Provided records start

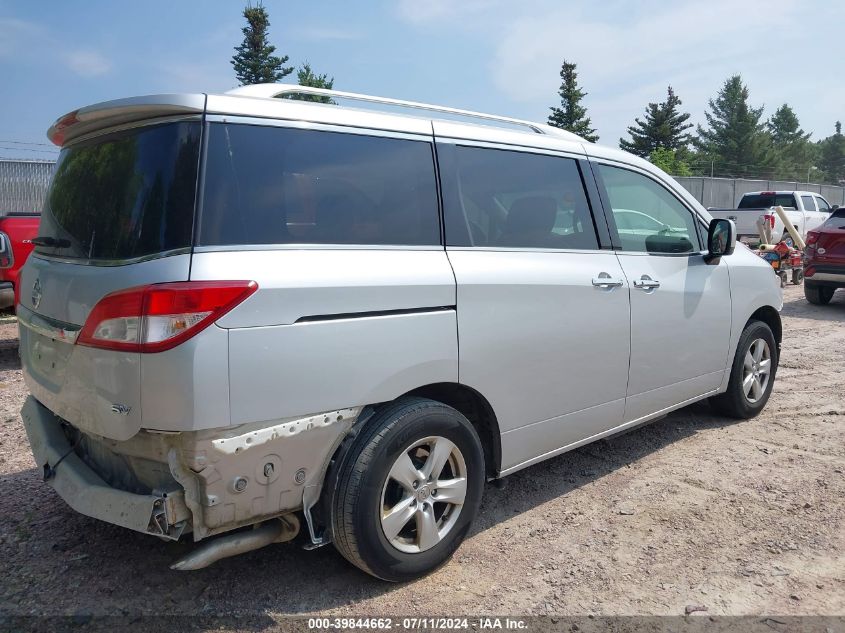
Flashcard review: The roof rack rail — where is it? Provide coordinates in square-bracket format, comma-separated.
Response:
[226, 84, 586, 143]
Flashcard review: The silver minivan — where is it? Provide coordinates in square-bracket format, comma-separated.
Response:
[18, 84, 782, 581]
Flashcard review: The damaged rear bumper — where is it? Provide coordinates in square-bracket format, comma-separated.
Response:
[21, 396, 362, 544]
[21, 396, 190, 539]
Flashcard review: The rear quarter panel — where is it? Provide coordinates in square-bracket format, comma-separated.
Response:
[191, 248, 458, 424]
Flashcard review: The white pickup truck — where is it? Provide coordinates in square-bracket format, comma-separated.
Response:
[708, 191, 838, 243]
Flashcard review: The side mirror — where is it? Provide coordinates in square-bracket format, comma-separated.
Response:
[704, 218, 736, 263]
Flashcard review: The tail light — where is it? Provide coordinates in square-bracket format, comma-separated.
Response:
[77, 281, 258, 353]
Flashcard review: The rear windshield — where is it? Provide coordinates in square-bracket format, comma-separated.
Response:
[739, 193, 797, 209]
[36, 122, 201, 260]
[822, 209, 845, 229]
[198, 123, 440, 246]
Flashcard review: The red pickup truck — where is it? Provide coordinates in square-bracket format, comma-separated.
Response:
[0, 213, 41, 310]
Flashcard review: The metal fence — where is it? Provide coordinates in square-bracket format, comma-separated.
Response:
[675, 176, 845, 208]
[0, 159, 56, 215]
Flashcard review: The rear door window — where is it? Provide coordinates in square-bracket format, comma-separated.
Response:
[198, 123, 440, 246]
[445, 146, 598, 250]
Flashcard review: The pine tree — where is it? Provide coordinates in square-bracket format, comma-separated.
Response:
[549, 60, 599, 143]
[619, 86, 692, 158]
[766, 103, 812, 180]
[232, 3, 293, 86]
[819, 121, 845, 185]
[693, 75, 775, 178]
[291, 62, 335, 103]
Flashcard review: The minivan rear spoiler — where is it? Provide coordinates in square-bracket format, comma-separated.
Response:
[47, 94, 206, 147]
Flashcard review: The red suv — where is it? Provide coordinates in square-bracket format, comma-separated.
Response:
[804, 208, 845, 305]
[0, 213, 41, 310]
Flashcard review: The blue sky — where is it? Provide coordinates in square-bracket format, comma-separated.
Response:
[0, 0, 845, 158]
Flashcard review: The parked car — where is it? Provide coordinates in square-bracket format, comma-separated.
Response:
[708, 191, 838, 244]
[804, 209, 845, 305]
[19, 84, 782, 581]
[0, 213, 40, 310]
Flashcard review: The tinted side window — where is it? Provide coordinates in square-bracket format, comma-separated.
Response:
[801, 196, 816, 211]
[198, 123, 440, 246]
[445, 147, 598, 249]
[598, 165, 701, 253]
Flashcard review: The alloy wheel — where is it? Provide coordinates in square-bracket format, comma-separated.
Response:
[742, 338, 772, 404]
[381, 436, 467, 554]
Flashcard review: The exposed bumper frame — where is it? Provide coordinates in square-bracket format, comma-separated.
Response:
[21, 396, 190, 540]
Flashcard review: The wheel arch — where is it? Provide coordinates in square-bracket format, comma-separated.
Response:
[400, 382, 502, 479]
[743, 306, 783, 349]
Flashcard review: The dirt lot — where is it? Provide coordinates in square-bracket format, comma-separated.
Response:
[0, 287, 845, 616]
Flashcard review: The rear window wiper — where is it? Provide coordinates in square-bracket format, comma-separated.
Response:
[24, 235, 70, 248]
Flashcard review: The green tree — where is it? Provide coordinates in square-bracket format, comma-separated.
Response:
[648, 147, 692, 176]
[818, 121, 845, 185]
[619, 86, 693, 157]
[291, 62, 335, 103]
[693, 75, 775, 177]
[232, 2, 293, 86]
[549, 60, 599, 143]
[766, 103, 812, 180]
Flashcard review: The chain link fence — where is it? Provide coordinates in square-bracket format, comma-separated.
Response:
[675, 176, 845, 209]
[0, 158, 56, 215]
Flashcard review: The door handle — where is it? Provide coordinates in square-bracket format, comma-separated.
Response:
[634, 275, 660, 290]
[593, 273, 625, 288]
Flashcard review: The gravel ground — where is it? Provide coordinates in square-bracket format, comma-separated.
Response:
[0, 286, 845, 617]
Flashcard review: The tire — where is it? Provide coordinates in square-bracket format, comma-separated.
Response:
[804, 280, 836, 306]
[330, 398, 485, 582]
[710, 321, 778, 420]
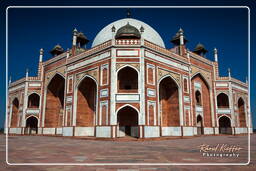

Provided records end

* **Problem**
Rewrite the part of the material that opens with the line containing "Flashcard review: The rear door" and closes with the line containing "[47, 94, 206, 147]", keeping every line, but shift each bounding-box coordinate up by 69.

* **Task result**
Flashcard review: The rear door window — where is it? Provide coordinates in square-bracket format, comma-separated.
Response:
[267, 192, 509, 315]
[514, 215, 667, 319]
Flashcard review: The pine tree — where is it? Provide coordinates in square-bracket format, comma-separated.
Response:
[618, 129, 668, 212]
[688, 155, 761, 227]
[835, 172, 881, 249]
[301, 72, 362, 155]
[888, 190, 914, 254]
[762, 144, 844, 247]
[360, 131, 404, 172]
Flashcard review: The minivan rear spoiler — where is it? Provide coordinates in square-bracket format, comma-separated.
Response:
[116, 163, 275, 216]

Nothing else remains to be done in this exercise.